Dokument:
========================

Wie können wir in Zukunft arbeiten, um den Herausforderungen in der Arbeitswelt gewachsen zu sein? Eine Antwort auf diese oft gestellte Frage lautet: Transformation mittels New Work. Wie Organisationen dabei vorgehen können, beschreibt Mareike Verdicchio.
Die Idee von New Work wird Frithjof Bergmann* zugeschrieben. Das heutige Verständnis von New Work hat jedoch kaum noch mit seiner ursprünglichen Sozialutopie zu tun. Im Kern ging es ihm darum, den Menschen zu befähigen, herauszufinden, was er „wirklich, wirklich“ tun möchte und wie dies der Menschheit helfen könnte, größeren Herausforderungen zu begegnen. Seine Ideen stammen aus den 1980er-Jahren. 2004 schrieb er sie strukturiert in der Form nieder, die die Grundlagen für unser heutiges Verständnis von New Work darstellen, das unser Wirtschafts- und Gesellschaftssystem allerdings mehr nicht infrage stellt. Carsten C. Schermuly* formuliert dies als „die roten Socken ausziehen“.
Der theoretische Unterbau
Frederic Laloux* beschreibt zehn Jahre später (2014) die Entwicklung von Organisationen und zeigt einen möglichen nächsten Schritt dieser Entwicklung auf: die integrale evolutionäre Organisation. Auch er tastet das Gesamtsystem nicht an, sondern bleibt bei den Möglichkeiten, die Organisation und Mensch im vorhandenen System haben. Viele Methodiken, die heute für Transformationen verwendet werden und von einer Heerschar Berater, Trainer und Coaches intensiv beackert und verkauft werden, finden sich hier in Reinform wieder.
Ein weiteres Jahrzehnt später ist Corona überwunden, der Krieg in der Ukraine und Israel dauert an, die KI hält Einzug und die Babyboomer gehen in Rente. Die Arbeitswelt ist bereit und gezwungen, sich neuen Methoden und Ideen zu öffnen. Der Markt wird überschwemmt mit Begrifflichkeiten, die alle irgendwie New Work sind.

========================

Angezeigte Einträge:
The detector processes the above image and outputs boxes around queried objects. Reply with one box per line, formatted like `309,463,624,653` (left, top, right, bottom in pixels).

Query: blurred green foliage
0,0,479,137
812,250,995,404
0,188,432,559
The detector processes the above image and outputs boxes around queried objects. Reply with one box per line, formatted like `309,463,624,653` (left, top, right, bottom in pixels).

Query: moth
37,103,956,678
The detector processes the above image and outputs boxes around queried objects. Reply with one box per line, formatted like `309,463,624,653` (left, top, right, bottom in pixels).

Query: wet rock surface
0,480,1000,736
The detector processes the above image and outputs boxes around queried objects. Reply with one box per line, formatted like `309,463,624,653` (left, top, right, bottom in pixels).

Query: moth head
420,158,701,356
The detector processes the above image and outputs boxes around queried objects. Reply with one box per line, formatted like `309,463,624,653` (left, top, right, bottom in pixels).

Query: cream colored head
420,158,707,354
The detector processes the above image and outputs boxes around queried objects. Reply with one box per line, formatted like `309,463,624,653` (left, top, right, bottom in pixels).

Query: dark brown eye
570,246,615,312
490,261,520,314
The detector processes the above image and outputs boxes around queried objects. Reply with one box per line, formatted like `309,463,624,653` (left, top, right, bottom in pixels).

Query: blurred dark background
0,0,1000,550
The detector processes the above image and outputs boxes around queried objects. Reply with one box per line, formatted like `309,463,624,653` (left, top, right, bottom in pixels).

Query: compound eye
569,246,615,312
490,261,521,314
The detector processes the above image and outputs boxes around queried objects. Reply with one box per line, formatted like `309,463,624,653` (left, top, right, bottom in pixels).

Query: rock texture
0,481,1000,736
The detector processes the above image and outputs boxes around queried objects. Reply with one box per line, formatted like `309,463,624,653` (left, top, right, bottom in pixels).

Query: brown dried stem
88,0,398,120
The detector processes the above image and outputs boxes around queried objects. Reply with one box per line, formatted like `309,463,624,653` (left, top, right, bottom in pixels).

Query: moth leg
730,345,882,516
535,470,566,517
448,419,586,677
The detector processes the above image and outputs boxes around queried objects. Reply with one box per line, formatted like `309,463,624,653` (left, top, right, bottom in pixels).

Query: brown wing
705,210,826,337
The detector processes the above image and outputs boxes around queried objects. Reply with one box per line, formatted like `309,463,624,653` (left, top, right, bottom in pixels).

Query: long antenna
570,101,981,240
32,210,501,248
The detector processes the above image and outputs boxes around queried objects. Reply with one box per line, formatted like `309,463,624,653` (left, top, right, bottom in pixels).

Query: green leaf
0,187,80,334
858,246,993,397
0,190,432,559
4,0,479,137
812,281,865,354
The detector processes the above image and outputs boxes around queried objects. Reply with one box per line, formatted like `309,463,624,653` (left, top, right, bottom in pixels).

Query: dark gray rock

========================

Ziel der Übung: Setze den Text über New Work im Anschluss an seinen letzten Satz fort.

Antwort:
Dass es sich bei „New Work“ um einen Container-Begriff handelt, ist Konsens. Im Container lagert ein umfassender, zuweilen auch fragwürdiger Schatz, bestehend aus Ideen, Sichtweisen, Modellen und vor allem Methoden, die wiederum gern in Wirkfelder, Dimensionen, Thesen oder Prinzipien gegliedert sind. Zu allem finden sich jeweils wenigstens 17 Bücher und 1.859 Linkedin-Posts.
Wer weiter herunterbricht, landet schnell bei den Themen Führung, Kommunikation, Prozesse, Strukturen, Macht, Kontrolle, Verantwortung, Empowerment, Selbstorganisation, Diversität. Es fallen Stichworte wie Mut, Offenheit, Vertrauen, Akzeptanz, Loslassen, Dankbarkeit, Geduld. Und selbstverständlich ist alles nachhaltig. Einen ganzheitlichen Ansatz muss sich jede Organisation individuell zusammenstellen. Es gibt keine allgemeingültigen Blaupausen. Das ist zugleich Kern, Segen und Fluch von New Work.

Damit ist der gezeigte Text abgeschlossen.